(Dataset records)
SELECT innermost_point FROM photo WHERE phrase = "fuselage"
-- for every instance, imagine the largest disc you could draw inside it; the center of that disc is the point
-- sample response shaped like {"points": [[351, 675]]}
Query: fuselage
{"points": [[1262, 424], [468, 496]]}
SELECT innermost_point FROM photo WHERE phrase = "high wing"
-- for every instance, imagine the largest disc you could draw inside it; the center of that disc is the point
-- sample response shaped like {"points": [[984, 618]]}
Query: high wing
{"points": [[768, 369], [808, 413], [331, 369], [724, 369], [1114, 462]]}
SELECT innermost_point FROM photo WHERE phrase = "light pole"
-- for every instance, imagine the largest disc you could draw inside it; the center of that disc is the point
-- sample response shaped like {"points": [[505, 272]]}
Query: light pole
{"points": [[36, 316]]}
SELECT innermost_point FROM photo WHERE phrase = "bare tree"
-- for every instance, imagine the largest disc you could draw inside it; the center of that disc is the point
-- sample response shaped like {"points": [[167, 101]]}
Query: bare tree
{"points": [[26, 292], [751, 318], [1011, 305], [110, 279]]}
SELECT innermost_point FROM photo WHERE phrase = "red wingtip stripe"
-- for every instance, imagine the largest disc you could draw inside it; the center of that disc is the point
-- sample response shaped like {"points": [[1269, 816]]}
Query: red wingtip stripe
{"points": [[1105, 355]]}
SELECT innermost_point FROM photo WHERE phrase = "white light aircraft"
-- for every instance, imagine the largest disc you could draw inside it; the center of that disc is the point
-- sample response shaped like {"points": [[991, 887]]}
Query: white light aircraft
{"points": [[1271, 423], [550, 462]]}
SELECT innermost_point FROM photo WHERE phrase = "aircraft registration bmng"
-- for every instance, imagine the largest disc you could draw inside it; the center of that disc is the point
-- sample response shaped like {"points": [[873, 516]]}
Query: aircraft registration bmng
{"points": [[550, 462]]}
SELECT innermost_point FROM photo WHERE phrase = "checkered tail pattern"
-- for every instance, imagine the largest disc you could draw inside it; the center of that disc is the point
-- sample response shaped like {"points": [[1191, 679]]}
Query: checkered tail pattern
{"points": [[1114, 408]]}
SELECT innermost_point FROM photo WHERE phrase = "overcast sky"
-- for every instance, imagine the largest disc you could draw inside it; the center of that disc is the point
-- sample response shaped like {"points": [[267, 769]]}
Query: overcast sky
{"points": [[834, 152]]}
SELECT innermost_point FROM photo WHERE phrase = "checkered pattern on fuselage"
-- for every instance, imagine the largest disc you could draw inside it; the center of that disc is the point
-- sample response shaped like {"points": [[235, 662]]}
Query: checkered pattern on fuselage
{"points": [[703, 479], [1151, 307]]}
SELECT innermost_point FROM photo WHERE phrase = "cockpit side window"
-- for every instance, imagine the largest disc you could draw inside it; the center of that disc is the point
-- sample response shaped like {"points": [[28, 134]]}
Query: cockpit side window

TASK OBJECTIVE: In full and without alteration, return every line above.

ANSWER:
SELECT innermost_point FROM photo WHERE phrase = "fuselage"
-- for every instance, imagine the largest disc you could draw inside it; the center of that disc is the point
-- sample response shaped like {"points": [[351, 675]]}
Query: fuselage
{"points": [[1262, 424], [468, 496]]}
SELECT innermost_point FROM photo WHERE phrase = "high wing"
-- for every instance, imagine the largest disc you could draw inside it; the center of that disc is the point
-- sample response shaped like {"points": [[984, 618]]}
Query: high wing
{"points": [[768, 369], [808, 413], [331, 369], [724, 369], [1114, 462]]}
SELECT innermost_point FROM photo WHERE phrase = "light pole"
-- for every instance, imagine the largest disc you could draw inside it; the center of that disc is the point
-- sample response shaped like {"points": [[505, 272]]}
Query: light pole
{"points": [[36, 316]]}
SELECT innermost_point FROM photo WHERE phrase = "bare tree"
-- for every instance, imagine the largest disc you could draw inside it; the center of that disc is the point
-- sample response shaped like {"points": [[167, 101]]}
Query: bare tree
{"points": [[26, 292], [751, 318], [1011, 305], [110, 279]]}
SELECT innermost_point FROM photo WHERE phrase = "red wingtip stripe"
-- for every instance, imagine the largest disc you could draw inside it; the center of that disc is the point
-- sample response shaped like {"points": [[1269, 816]]}
Query: red wingtip stripe
{"points": [[1105, 355]]}
SELECT innermost_point FROM photo WHERE phrase = "white light aircraft"
-- for every instance, imagine the largest disc you could draw inside it; the center of that disc is the point
-- sample response shaped like {"points": [[991, 887]]}
Query: white light aircraft
{"points": [[1271, 423], [550, 462]]}
SELECT innermost_point FROM photo WHERE phrase = "aircraft registration bmng"
-- for every instance, imagine the largest disc you could draw inside it; the center of that disc is the point
-- sample response shaped like {"points": [[873, 516]]}
Query: aircraft registration bmng
{"points": [[550, 462]]}
SELECT innermost_point FROM photo WHERE phrase = "checkered tail pattern"
-- for every instance, imagine the largest disc you could draw inside it; the center of that disc is the point
-- sample response shaped like {"points": [[1191, 679]]}
Query: checkered tail pattern
{"points": [[1114, 408]]}
SELECT innermost_point FROM photo WHERE phrase = "overcast sky"
-- for every instance, imagine the largest disc you could draw inside it; the center of that disc is the point
-- sample response shaped like {"points": [[267, 769]]}
Query: overcast sky
{"points": [[834, 152]]}
SELECT innermost_point FROM photo WHERE phrase = "checkered pattern on fuselage"
-- for every instance, imagine the largest disc you could draw inside it; the center of that disc is the point
-- sample response shaped like {"points": [[235, 662]]}
Query: checkered pattern on fuselage
{"points": [[703, 479], [1151, 307]]}
SELECT innermost_point FROM photo WHERE phrase = "cockpit side window"
-- for every instance, imagine the largest disc you could draw inside it; the center of that disc is the point
-- sample response shaped like {"points": [[28, 134]]}
Query: cockpit side window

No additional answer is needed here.